____ Dataset excerpts

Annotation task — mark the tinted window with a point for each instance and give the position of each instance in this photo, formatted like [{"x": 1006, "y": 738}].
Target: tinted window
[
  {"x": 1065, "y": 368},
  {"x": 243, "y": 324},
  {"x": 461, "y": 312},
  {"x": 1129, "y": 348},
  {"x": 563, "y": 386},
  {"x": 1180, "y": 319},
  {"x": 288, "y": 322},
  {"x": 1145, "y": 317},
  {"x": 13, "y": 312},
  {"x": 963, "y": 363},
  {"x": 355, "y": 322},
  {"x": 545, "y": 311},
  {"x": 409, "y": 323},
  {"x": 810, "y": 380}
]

________

Directions for this task
All of the data above should be reproduced exactly.

Answer to the problem
Annotation task — mark the tinted window with a point for each instance and give the position of each instance in this photo, formatted like [{"x": 1006, "y": 738}].
Target: tinted window
[
  {"x": 1065, "y": 368},
  {"x": 243, "y": 324},
  {"x": 461, "y": 312},
  {"x": 1129, "y": 348},
  {"x": 563, "y": 386},
  {"x": 1180, "y": 319},
  {"x": 288, "y": 322},
  {"x": 1145, "y": 317},
  {"x": 13, "y": 312},
  {"x": 963, "y": 363},
  {"x": 355, "y": 322},
  {"x": 545, "y": 311},
  {"x": 409, "y": 323},
  {"x": 810, "y": 380}
]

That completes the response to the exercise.